Task list:
1. In the press release on Bishop's budget demand, how much does Bishop's "views and estimates" document request to cover the costs of federal land giveaways?
2. Please extend the press release on Bishop's budget demand, picking up after its final sentence.

Text section:
—————

Grijalva Annotates GOP Interior Department Budget Views, Highlights Bishop’s $50 Million Demand to Cover Costs of His Land Giveaways
Washington, D.C. – Ranking Member Raúl M. Grijalva (D-Ariz.) today highlighted Chairman Rob Bishop’s (R-Utah) $50 million budget demand, in the formal Republican “views and estimates” on the fiscal year 2018 budget, to make up for lost revenue from his plan to give away federal land. Bishop’s demand marks the latest in a string of efforts to get others to take responsibility for the costs and likely legal struggles of his anti-public lands campaign.
Under Congressional Budget Office accounting rules, Congress must make up the cost of transferring ownership of federal land that generates revenue through mining, drilling, logging, grazing or other activities. Bishop and Committee Republicans approved a new rules package earlier this year allowing the Committee to ignore that requirement, saying land giveaways “shall not be considered as providing new budget authority, decreasing revenues, increasing mandatory spending, or increasing outlays.”
Despite that rules change, Bishop in his new “views and estimates” document requests a $50 million earmark to cover the anticipated costs of the federal land giveaways he intends to pursue during this Congress.
In a recent op-ed in the Salt Lake Tribune, Grijalva pointed out that Bishop has spent years avoiding responsibility for his public lands proposals. Rather than introducing a bill to revoke national monument status for Bears Ears National Monument, for example, Bishop has urged the Trump administration to revoke it unilaterally using the Antiquities Act – a law that does not provide the White House with any such authority. Grijalva said today that asking taxpayers to cover the costs of his land giveaways while allowing the Committee he chairs to pretend such costs don’t exist shows that Bishop knows his anti-public lands positions are unpopular and unworkable.

—————

Records supplied:

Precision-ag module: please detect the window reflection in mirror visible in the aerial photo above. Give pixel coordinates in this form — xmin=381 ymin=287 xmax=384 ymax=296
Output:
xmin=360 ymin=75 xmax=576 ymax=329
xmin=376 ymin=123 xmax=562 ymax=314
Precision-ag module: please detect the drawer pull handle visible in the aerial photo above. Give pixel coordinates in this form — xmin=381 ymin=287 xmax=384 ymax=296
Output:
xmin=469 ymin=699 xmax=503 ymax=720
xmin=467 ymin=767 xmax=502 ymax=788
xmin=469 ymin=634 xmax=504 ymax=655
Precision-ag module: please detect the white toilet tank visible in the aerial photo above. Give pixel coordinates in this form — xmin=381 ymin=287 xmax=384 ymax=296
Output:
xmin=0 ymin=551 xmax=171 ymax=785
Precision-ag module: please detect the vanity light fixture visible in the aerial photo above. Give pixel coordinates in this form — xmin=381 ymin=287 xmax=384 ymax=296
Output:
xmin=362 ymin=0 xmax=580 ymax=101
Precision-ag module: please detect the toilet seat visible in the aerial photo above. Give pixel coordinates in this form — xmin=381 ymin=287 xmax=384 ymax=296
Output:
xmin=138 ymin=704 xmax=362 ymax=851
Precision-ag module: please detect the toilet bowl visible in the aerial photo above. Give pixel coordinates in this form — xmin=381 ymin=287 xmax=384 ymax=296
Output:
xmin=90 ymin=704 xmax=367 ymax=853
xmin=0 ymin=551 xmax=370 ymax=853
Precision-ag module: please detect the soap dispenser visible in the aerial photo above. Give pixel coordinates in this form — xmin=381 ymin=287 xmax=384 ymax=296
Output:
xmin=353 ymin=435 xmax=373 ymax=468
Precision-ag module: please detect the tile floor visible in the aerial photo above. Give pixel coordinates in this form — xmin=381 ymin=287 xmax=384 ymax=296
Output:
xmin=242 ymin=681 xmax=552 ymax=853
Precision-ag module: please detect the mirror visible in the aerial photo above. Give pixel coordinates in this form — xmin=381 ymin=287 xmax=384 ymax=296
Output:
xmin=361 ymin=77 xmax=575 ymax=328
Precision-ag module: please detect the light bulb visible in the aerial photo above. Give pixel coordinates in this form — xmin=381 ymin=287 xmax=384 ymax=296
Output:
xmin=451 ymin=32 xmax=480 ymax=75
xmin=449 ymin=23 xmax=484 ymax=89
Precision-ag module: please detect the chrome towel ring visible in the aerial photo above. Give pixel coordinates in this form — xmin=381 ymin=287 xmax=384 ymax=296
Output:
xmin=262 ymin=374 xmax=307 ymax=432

—————

Answers to the exercises:
1. $50 million.

2.
Grijalva today also released an annotated version of the introduction to the Republican “views and estimates” document, which corrects its misrepresentations and adds needed context. For instance, where the Republican original states, “America’s federal lands and domestic resources can, if managed wisely, support vibrant economic growth and provide solutions to our nation’s growing structural budget crisis,” Grijalva edits it to point out, “America’s federal lands and domestic resources already support vibrant economic growth. . .” Grijalva notes that in fiscal year 2015, Interior Department activities supported 1.8 million jobs, contributed a total of $167 billion in value added and $296.1 billion in economic output.
The full annotation is available below.
Fact #1: https://my.usgs.gov/doidv/index.html
Conservation Group Support
- Center for Biological Diversity: Rep. Bishop Proposes $50 Million Plan to Seize, Privatize America's Public Lands
- Center for Western Priorities: Rob Bishop’s $50 million land giveaway budget request
- The Wilderness Society: Utah Rep. Rob Bishop calls for $50M in taxpayer dollars to seize America’s public lands]
- Outdoor Industry Association: “As Chairman of the U.S. House Resources Committee, Rob Bishop should be the strongest champion of America’s public lands,” said Alex Boian, vice president of government affairs for Outdoor Industry Association. “But instead of seeking funding for improved management of and access to these lands, Bishop continually attacks and undermines them, this time asking that the FY 2018 budget include $50 million for federal land transfer to states because these lands ‘create a burden for surrounding states and communities.’ Once again elected officials in Utah are out of touch with their constituents and leaders across the American West.”